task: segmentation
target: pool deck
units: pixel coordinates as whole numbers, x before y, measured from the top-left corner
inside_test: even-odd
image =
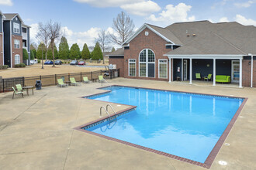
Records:
[[[223,144],[210,169],[256,169],[256,88],[123,78],[109,83],[247,97],[224,142],[230,145]],[[14,100],[12,92],[0,94],[0,169],[206,169],[74,130],[99,119],[106,103],[81,97],[103,92],[100,87],[48,87]],[[116,111],[129,107],[112,106]]]

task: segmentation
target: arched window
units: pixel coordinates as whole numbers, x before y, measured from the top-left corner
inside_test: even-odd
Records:
[[[154,77],[154,53],[150,49],[143,49],[140,53],[140,76]]]

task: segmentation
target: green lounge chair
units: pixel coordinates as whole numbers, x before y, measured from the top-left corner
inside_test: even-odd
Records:
[[[84,80],[84,83],[91,83],[91,81],[89,80],[88,80],[88,77],[87,76],[84,76],[83,77],[83,80]]]
[[[74,77],[71,77],[70,80],[71,80],[71,85],[77,86],[80,84],[79,83],[75,81],[75,79]]]
[[[58,85],[61,87],[67,87],[67,83],[64,83],[64,82],[63,82],[63,80],[62,79],[58,79],[58,80],[57,80],[57,83],[58,83]]]
[[[17,92],[23,91],[22,87],[21,84],[16,84]]]
[[[200,73],[195,73],[195,79],[198,80],[201,80],[201,74]]]
[[[204,80],[207,80],[207,81],[209,80],[211,80],[212,79],[212,74],[208,74],[208,76],[205,76],[204,77]]]
[[[16,95],[16,94],[19,94],[22,96],[22,98],[24,98],[22,91],[16,92],[16,90],[15,90],[15,88],[13,87],[12,87],[12,88],[13,90],[12,99],[14,98],[14,94]]]
[[[99,83],[103,83],[105,81],[105,79],[103,78],[103,76],[99,76]]]

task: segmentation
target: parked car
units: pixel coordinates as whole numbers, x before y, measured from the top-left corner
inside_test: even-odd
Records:
[[[55,60],[54,63],[56,65],[61,65],[62,64],[62,61],[61,61],[61,60]]]
[[[45,65],[50,65],[50,64],[54,64],[54,62],[51,60],[47,60],[44,62]]]
[[[37,63],[37,59],[30,60],[30,64],[35,64],[35,63]]]
[[[85,62],[79,61],[78,65],[85,65]]]
[[[71,65],[78,65],[78,62],[77,60],[72,60],[71,62]]]

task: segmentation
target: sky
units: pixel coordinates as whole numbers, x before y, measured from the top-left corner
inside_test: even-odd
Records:
[[[165,27],[174,22],[209,20],[256,26],[256,0],[0,0],[2,13],[19,13],[38,43],[38,23],[61,22],[70,46],[95,45],[101,29],[113,33],[112,21],[122,11],[135,30],[144,23]],[[116,46],[116,47],[117,47]]]

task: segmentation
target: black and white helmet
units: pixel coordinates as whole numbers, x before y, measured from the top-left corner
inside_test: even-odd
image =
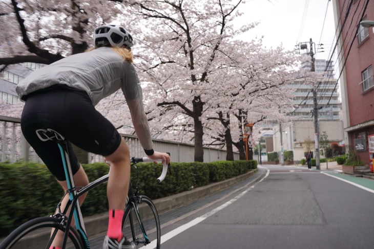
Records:
[[[133,37],[127,31],[118,25],[103,25],[96,28],[94,32],[95,47],[118,47],[124,44],[131,48],[133,45]]]

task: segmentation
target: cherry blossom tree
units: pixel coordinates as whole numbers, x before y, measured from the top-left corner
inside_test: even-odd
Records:
[[[225,146],[231,154],[234,145],[241,151],[243,124],[279,118],[280,108],[287,105],[281,86],[293,58],[280,49],[262,49],[260,40],[235,39],[256,26],[233,24],[241,15],[242,0],[0,4],[0,46],[10,54],[0,58],[3,65],[49,64],[85,51],[98,25],[127,24],[135,35],[135,65],[146,84],[144,103],[154,137],[193,141],[196,161],[203,160],[204,144]],[[116,127],[133,130],[124,106],[118,93],[98,108]]]
[[[153,82],[149,88],[153,93],[154,105],[161,107],[153,118],[168,113],[180,121],[188,120],[186,126],[178,124],[178,128],[192,128],[196,161],[203,158],[204,113],[215,83],[210,78],[236,49],[233,37],[255,26],[232,24],[241,15],[238,9],[242,2],[161,0],[135,5],[133,22],[147,21],[147,28],[138,32],[143,51],[139,67],[146,73],[144,79]]]
[[[93,29],[118,19],[123,4],[100,0],[3,0],[0,64],[50,64],[89,47]]]

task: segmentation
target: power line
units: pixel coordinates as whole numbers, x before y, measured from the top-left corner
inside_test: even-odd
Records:
[[[300,28],[299,30],[299,34],[297,36],[297,42],[301,38],[301,35],[304,30],[304,25],[305,24],[305,19],[306,19],[306,14],[308,12],[308,7],[309,6],[309,0],[305,1],[305,4],[304,6],[304,12],[303,13],[303,17],[301,18],[301,22],[300,23]]]
[[[367,0],[366,3],[365,5],[365,7],[363,8],[363,11],[362,12],[362,14],[361,15],[361,17],[360,18],[360,20],[362,20],[362,18],[364,17],[364,16],[365,15],[365,13],[366,11],[366,8],[367,8],[367,5],[369,4],[369,1],[370,0]],[[352,1],[353,2],[353,1]],[[356,33],[358,32],[359,29],[360,28],[360,25],[359,24],[357,25],[357,28],[356,29]],[[356,35],[355,36],[356,36]],[[342,74],[343,73],[343,71],[345,67],[345,64],[347,62],[347,60],[348,59],[348,57],[349,56],[349,53],[350,53],[350,50],[352,48],[352,46],[353,45],[353,43],[355,41],[355,39],[354,38],[352,39],[352,41],[350,43],[350,45],[349,46],[349,49],[348,51],[348,53],[347,54],[346,58],[345,58],[345,60],[344,60],[344,64],[343,65],[343,67],[341,69],[341,70],[340,71],[340,74],[339,74],[339,77],[338,79],[340,78],[340,77],[342,75]],[[333,92],[336,89],[337,85],[338,85],[338,81],[337,81],[336,84],[335,84],[335,87],[334,88]],[[330,98],[328,100],[328,101],[327,102],[327,104],[328,104],[330,103],[330,100],[331,100],[331,98],[333,97],[333,95],[330,96]]]

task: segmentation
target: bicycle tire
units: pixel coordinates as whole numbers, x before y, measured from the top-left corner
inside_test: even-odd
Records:
[[[65,232],[65,225],[61,225],[60,221],[60,219],[52,217],[30,220],[11,233],[0,244],[0,249],[45,249],[50,240],[52,229]],[[73,228],[70,228],[68,240],[67,248],[85,248],[80,237]]]
[[[149,241],[144,236],[140,224],[142,224]],[[130,198],[124,209],[122,224],[123,234],[130,242],[133,242],[135,248],[160,248],[161,228],[158,214],[148,197],[141,195]]]

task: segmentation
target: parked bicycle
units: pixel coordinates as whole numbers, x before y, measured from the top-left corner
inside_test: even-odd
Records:
[[[64,210],[61,210],[60,201],[54,214],[50,217],[36,218],[16,229],[2,242],[0,249],[49,249],[59,231],[62,231],[65,235],[63,249],[91,248],[78,198],[94,188],[107,182],[110,170],[108,174],[85,187],[76,187],[71,173],[69,152],[65,139],[51,130],[45,130],[45,135],[49,139],[53,138],[59,148],[69,187],[65,195],[70,195],[69,200]],[[128,201],[122,220],[122,231],[135,248],[146,248],[149,246],[159,249],[161,231],[157,211],[150,198],[139,194],[137,185],[139,171],[136,167],[137,163],[151,162],[153,160],[147,157],[131,157],[132,167],[137,169],[137,177],[130,181]],[[163,180],[168,169],[171,173],[170,165],[163,164],[161,176],[157,179],[158,182]],[[75,222],[75,228],[72,226],[73,217]]]

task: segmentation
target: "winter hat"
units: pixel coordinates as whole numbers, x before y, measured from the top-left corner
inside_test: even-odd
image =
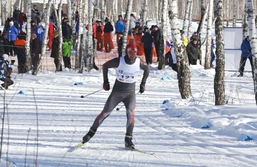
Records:
[[[34,38],[37,38],[37,35],[35,34],[31,34],[31,37]]]
[[[136,46],[134,44],[129,44],[128,45],[127,51],[128,52],[130,50],[135,50],[136,52],[137,50],[137,48],[136,48]]]
[[[4,54],[2,56],[2,57],[3,58],[4,60],[7,60],[8,59],[8,58],[9,58],[9,56],[8,56],[8,55],[6,54]]]

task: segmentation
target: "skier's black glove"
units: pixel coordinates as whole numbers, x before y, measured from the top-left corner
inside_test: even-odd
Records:
[[[108,80],[104,80],[104,83],[103,84],[103,88],[105,90],[109,91],[110,90],[110,82]]]
[[[141,82],[140,84],[140,88],[139,89],[139,92],[140,93],[144,93],[145,90],[145,83]]]

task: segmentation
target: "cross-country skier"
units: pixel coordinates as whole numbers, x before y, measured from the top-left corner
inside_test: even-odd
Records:
[[[103,65],[104,89],[106,91],[110,90],[109,82],[108,80],[108,69],[116,68],[116,80],[112,92],[103,111],[96,118],[88,133],[83,137],[83,142],[87,142],[93,137],[104,120],[109,116],[116,106],[122,102],[126,108],[127,119],[125,146],[134,148],[134,145],[131,140],[136,106],[136,81],[140,70],[144,70],[139,89],[139,92],[142,93],[145,90],[145,83],[149,71],[148,65],[136,57],[137,50],[135,45],[129,44],[127,49],[127,55],[115,58]]]

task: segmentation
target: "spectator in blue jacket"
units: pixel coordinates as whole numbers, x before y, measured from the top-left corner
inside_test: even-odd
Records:
[[[17,39],[17,36],[18,34],[18,30],[17,28],[13,26],[13,21],[11,21],[9,24],[9,26],[7,28],[7,40],[9,41],[10,46],[10,56],[13,56],[13,46],[14,45],[14,42]],[[16,55],[16,53],[14,51],[14,55]]]
[[[12,60],[10,64],[8,61],[9,58],[9,56],[6,54],[4,54],[0,58],[0,80],[4,82],[0,85],[0,88],[3,90],[8,89],[8,86],[13,84],[10,75],[15,60]]]
[[[37,38],[39,39],[41,42],[41,44],[42,44],[42,42],[43,41],[43,38],[44,38],[44,34],[45,31],[45,29],[43,27],[42,23],[40,23],[38,24],[38,28],[36,30],[36,35]]]
[[[241,44],[241,50],[242,51],[242,64],[240,64],[240,67],[239,68],[239,72],[240,74],[238,75],[237,76],[238,77],[243,76],[244,75],[244,66],[245,65],[245,63],[247,58],[249,59],[250,64],[252,66],[252,71],[253,71],[252,50],[250,45],[250,39],[249,38],[249,35],[244,38],[244,40]]]

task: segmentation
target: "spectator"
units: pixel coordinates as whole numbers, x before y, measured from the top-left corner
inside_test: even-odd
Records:
[[[161,36],[161,30],[159,28],[157,25],[155,25],[154,26],[154,30],[152,32],[151,35],[154,40],[154,42],[157,55],[157,61],[156,62],[158,63],[160,58],[160,42]]]
[[[172,69],[178,72],[178,67],[177,66],[177,58],[175,53],[174,45],[173,42],[170,42],[170,52],[165,55],[165,58],[168,59],[169,66],[171,67]]]
[[[37,16],[38,16],[39,18],[40,18],[40,13],[39,12],[39,11],[37,9],[37,6],[35,5],[33,5],[33,9],[34,9],[35,13],[37,15]]]
[[[113,27],[110,21],[110,19],[107,18],[105,19],[105,25],[103,29],[103,32],[105,33],[104,42],[106,53],[110,53],[112,49],[114,48],[113,44],[113,43],[112,34],[112,32],[113,31]]]
[[[15,27],[13,26],[13,22],[10,22],[9,27],[7,28],[8,34],[7,39],[9,41],[9,45],[10,47],[10,56],[13,56],[13,46],[14,45],[14,42],[17,39],[17,37],[18,34],[18,30]],[[14,50],[14,55],[16,55],[16,52],[15,50]]]
[[[197,60],[200,59],[198,40],[198,38],[195,37],[186,46],[186,52],[189,64],[196,65]]]
[[[129,27],[128,28],[129,30],[133,28],[136,26],[136,23],[139,22],[139,21],[134,16],[134,14],[131,13],[130,14],[130,21],[129,21]]]
[[[119,57],[122,56],[122,44],[123,43],[123,32],[119,32],[120,40],[118,45],[118,51],[119,54]]]
[[[72,42],[71,36],[67,36],[66,38],[66,40],[63,45],[63,58],[64,63],[64,68],[71,68],[71,47],[72,46]]]
[[[241,51],[242,51],[242,64],[240,64],[239,68],[240,74],[238,77],[242,77],[244,75],[244,66],[247,58],[250,61],[250,64],[252,66],[252,71],[253,71],[253,66],[252,63],[252,49],[250,45],[250,39],[249,36],[248,36],[244,38],[244,40],[241,44]]]
[[[26,66],[27,58],[25,49],[26,33],[24,32],[20,32],[18,38],[18,40],[14,42],[14,51],[17,53],[18,72],[19,74],[24,73],[28,71]]]
[[[5,54],[9,56],[9,47],[6,38],[7,32],[3,31],[2,35],[0,36],[0,57]]]
[[[21,14],[21,12],[19,10],[18,6],[15,6],[15,9],[14,9],[14,11],[13,11],[13,18],[14,19],[14,20],[13,21],[16,21],[17,22],[17,23],[18,25],[18,27],[19,27],[19,28],[17,28],[17,29],[18,29],[18,30],[19,30],[20,29],[21,31],[21,28],[20,27],[21,27],[22,25],[21,24],[21,23],[20,22],[20,16]],[[14,26],[16,27],[15,25],[14,25]],[[17,27],[16,28],[17,28]]]
[[[0,80],[4,82],[0,85],[0,88],[3,90],[8,89],[8,87],[13,84],[10,75],[15,60],[12,60],[10,64],[8,61],[9,58],[9,56],[6,54],[0,57]]]
[[[59,42],[60,40],[59,33],[58,31],[57,30],[54,31],[53,36],[54,38],[52,43],[52,51],[51,52],[51,55],[50,57],[54,59],[54,62],[55,64],[55,68],[56,68],[56,71],[57,71],[58,67],[58,62],[59,61]],[[62,64],[61,64],[60,67],[60,71],[62,71]]]
[[[70,21],[68,20],[65,20],[64,22],[65,24],[63,24],[62,25],[63,36],[65,37],[67,36],[71,36],[72,34],[72,30],[71,26],[69,25]]]
[[[40,19],[39,17],[37,14],[35,12],[35,10],[33,8],[31,9],[31,20],[34,21],[35,25],[37,27],[38,27],[38,24],[41,23]]]
[[[141,42],[144,44],[144,50],[145,56],[145,62],[148,64],[152,64],[152,45],[154,42],[152,37],[150,34],[150,30],[146,30],[141,38]]]
[[[96,29],[96,39],[97,40],[97,50],[100,52],[103,51],[103,48],[104,27],[102,24],[102,21],[98,22],[98,26]]]
[[[58,13],[58,12],[57,13]],[[62,24],[65,25],[66,23],[65,23],[65,21],[66,20],[68,20],[68,19],[69,19],[68,18],[68,15],[67,15],[67,13],[64,13],[63,14],[63,21],[62,22]]]
[[[33,65],[33,70],[34,70],[39,60],[40,41],[39,39],[37,38],[37,35],[35,34],[31,34],[31,38],[32,39],[32,42],[31,42],[31,61]]]
[[[117,34],[116,39],[117,44],[119,43],[119,32],[123,32],[124,31],[126,27],[125,23],[126,23],[126,21],[123,20],[122,15],[119,15],[119,19],[116,22],[116,32],[115,32],[115,33]]]

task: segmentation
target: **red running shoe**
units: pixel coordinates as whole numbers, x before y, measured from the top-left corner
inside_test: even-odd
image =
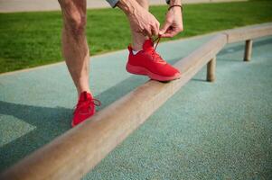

= Stated exercise =
Rewrite the items from the start of the items through the line containing "[[[154,77],[154,53],[150,49],[143,49],[140,53],[140,76]]]", inclusive, replacing "even-odd" with "nonzero" and leaving everything else unchanged. Omit the pictures from your answer.

= Exercise response =
task: segmentation
target: pool deck
units: pixel coordinates as whole numbers, x before y, measured from the top-left corner
inside_test: nonzero
image =
Records:
[[[223,144],[210,169],[256,169],[256,88],[123,78],[109,83],[247,97],[224,142],[230,145]],[[14,100],[12,92],[0,94],[0,169],[206,169],[74,130],[99,119],[106,103],[81,97],[103,92],[100,87],[48,87]],[[116,111],[129,107],[112,106]]]

task: segmentation
target: arched window
units: pixel coordinates as whole numbers, x before y, measured from the top-left corner
inside_test: nonzero
Records:
[[[154,77],[154,53],[150,49],[143,49],[140,53],[140,76]]]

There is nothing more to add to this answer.